* _位置の指示とラベル付けの項目_

——

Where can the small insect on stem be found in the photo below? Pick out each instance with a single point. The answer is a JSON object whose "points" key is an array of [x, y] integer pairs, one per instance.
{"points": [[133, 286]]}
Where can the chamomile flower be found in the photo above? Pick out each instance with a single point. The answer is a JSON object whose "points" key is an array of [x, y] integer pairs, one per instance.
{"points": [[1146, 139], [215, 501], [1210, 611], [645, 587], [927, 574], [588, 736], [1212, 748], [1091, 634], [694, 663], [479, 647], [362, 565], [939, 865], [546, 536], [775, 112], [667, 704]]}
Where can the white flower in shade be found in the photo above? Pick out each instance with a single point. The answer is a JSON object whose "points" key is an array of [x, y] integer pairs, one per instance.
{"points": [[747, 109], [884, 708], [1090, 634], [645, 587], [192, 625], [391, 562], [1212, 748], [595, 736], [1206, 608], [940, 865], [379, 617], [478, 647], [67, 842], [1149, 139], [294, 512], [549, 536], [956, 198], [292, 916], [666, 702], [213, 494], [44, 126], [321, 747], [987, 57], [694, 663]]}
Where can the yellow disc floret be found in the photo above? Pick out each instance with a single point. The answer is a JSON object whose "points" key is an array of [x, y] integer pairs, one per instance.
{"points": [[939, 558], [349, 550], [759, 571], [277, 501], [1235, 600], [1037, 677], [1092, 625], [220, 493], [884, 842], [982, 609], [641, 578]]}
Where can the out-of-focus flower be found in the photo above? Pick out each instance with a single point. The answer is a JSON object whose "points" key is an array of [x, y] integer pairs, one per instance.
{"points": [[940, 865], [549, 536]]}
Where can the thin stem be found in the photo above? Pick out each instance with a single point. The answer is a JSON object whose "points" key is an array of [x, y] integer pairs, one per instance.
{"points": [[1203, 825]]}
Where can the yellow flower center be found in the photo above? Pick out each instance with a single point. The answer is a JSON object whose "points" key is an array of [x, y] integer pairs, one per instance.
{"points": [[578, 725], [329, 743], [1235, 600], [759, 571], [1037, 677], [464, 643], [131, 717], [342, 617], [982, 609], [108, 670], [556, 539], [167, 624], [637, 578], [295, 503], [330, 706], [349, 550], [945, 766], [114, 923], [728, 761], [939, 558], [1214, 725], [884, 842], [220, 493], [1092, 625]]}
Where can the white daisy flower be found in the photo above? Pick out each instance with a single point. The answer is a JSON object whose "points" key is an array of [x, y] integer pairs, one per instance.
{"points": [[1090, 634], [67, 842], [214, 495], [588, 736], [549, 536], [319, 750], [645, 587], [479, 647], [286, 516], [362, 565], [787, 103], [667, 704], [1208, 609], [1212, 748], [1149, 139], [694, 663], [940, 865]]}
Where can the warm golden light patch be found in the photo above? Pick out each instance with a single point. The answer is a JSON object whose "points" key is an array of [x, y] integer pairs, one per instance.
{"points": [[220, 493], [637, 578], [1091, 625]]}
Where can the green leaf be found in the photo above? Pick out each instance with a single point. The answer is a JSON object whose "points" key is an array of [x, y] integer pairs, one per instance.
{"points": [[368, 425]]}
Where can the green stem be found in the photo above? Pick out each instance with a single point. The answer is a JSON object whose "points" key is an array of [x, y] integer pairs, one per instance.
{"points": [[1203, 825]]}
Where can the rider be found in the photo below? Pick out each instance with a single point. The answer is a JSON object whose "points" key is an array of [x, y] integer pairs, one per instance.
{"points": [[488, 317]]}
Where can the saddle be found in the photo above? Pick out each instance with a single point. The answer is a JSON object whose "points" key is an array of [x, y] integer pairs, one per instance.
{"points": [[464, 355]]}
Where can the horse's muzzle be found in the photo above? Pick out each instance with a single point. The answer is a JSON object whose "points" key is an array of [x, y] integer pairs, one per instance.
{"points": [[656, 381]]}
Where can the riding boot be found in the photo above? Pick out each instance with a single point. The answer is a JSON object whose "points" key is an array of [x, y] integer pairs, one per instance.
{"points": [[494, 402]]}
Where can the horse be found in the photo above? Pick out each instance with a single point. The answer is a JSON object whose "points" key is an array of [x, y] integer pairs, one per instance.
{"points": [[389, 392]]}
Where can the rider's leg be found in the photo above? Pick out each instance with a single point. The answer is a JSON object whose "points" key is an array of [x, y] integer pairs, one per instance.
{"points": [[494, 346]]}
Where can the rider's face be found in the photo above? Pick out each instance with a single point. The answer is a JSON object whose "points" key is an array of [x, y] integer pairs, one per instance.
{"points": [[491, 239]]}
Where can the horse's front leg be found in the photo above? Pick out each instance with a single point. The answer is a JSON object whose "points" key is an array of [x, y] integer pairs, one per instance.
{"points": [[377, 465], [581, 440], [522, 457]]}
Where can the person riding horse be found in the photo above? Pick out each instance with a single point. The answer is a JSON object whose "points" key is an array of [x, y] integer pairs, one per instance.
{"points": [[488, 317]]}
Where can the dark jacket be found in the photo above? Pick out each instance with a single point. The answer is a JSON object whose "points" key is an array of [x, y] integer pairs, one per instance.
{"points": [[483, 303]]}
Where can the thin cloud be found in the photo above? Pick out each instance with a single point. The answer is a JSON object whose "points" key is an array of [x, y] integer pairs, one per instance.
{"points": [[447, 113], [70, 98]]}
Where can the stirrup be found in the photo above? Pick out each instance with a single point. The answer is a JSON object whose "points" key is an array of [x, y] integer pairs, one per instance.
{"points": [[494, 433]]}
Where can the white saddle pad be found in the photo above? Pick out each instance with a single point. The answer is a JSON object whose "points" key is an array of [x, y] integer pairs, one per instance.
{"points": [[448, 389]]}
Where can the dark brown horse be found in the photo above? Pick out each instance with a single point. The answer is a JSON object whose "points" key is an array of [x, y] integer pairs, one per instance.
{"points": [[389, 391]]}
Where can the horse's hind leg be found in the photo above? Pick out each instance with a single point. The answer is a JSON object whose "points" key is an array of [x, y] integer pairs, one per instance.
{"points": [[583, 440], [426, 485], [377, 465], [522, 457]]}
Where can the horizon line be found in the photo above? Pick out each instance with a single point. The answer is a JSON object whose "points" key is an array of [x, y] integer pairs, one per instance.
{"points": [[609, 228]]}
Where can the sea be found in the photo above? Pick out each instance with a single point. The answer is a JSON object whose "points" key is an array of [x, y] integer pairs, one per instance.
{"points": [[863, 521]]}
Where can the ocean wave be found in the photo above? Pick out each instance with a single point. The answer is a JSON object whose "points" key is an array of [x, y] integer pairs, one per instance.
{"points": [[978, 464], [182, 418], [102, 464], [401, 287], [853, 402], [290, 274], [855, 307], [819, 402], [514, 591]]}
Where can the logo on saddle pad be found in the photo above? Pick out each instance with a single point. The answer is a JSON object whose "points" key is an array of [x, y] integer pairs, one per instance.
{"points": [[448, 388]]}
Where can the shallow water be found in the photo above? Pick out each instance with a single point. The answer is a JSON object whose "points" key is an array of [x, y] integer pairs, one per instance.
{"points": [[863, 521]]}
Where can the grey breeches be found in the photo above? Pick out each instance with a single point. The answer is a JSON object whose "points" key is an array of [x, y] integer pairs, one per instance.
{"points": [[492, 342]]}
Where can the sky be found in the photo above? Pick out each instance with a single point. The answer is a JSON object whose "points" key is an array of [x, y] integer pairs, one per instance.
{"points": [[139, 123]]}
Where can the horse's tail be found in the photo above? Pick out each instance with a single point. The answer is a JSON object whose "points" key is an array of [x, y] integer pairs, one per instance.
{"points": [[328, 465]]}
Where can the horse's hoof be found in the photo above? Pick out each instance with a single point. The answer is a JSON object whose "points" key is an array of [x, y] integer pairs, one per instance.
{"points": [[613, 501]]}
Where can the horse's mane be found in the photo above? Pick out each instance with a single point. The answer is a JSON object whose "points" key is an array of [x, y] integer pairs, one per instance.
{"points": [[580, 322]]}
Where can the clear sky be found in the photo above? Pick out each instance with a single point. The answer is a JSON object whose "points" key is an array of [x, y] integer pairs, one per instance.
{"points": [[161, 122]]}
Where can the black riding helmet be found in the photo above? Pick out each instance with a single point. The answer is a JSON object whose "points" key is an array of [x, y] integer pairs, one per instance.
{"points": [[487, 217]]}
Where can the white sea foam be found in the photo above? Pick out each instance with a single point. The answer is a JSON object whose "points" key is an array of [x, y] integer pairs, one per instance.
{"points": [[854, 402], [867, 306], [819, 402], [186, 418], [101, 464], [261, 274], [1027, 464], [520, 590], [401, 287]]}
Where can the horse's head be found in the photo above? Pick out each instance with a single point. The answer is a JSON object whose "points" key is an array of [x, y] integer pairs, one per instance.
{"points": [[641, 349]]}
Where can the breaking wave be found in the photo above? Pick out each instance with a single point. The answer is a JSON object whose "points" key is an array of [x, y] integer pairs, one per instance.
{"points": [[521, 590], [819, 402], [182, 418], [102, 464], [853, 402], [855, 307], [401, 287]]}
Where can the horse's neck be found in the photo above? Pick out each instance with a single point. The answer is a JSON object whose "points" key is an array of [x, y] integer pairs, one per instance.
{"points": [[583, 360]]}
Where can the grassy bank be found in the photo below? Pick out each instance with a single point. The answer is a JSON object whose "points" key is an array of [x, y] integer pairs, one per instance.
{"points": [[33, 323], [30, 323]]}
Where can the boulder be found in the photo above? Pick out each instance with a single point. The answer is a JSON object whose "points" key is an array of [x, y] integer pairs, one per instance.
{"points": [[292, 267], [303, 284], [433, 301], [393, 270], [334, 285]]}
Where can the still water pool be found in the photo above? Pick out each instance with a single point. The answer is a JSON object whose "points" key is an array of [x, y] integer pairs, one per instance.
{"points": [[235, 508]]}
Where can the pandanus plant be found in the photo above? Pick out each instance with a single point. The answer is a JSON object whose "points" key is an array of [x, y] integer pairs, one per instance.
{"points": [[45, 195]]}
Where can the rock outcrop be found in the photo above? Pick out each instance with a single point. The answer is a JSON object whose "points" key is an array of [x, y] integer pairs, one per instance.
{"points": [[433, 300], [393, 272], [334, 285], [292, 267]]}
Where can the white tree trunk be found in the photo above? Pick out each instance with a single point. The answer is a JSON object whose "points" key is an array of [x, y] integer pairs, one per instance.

——

* _課題の要件_
「Where can the rock」を含む行から項目の終わりまでを、「番号」と「行」の2列からなるMarkdownの表に整える。空行は含めない。

* _演習への解答_
| 番号 | 行 |
|---|---|
| 1 | Where can the rock outcrop be found in the photo above? Pick out each instance with a single point. The answer is a JSON object whose "points" key is an array of [x, y] integer pairs, one per instance. |
| 2 | {"points": [[433, 300], [393, 272], [334, 285], [292, 267]]} |
| 3 | Where can the white tree trunk be found in the photo above? Pick out each instance with a single point. The answer is a JSON object whose "points" key is an array of [x, y] integer pairs, one per instance. |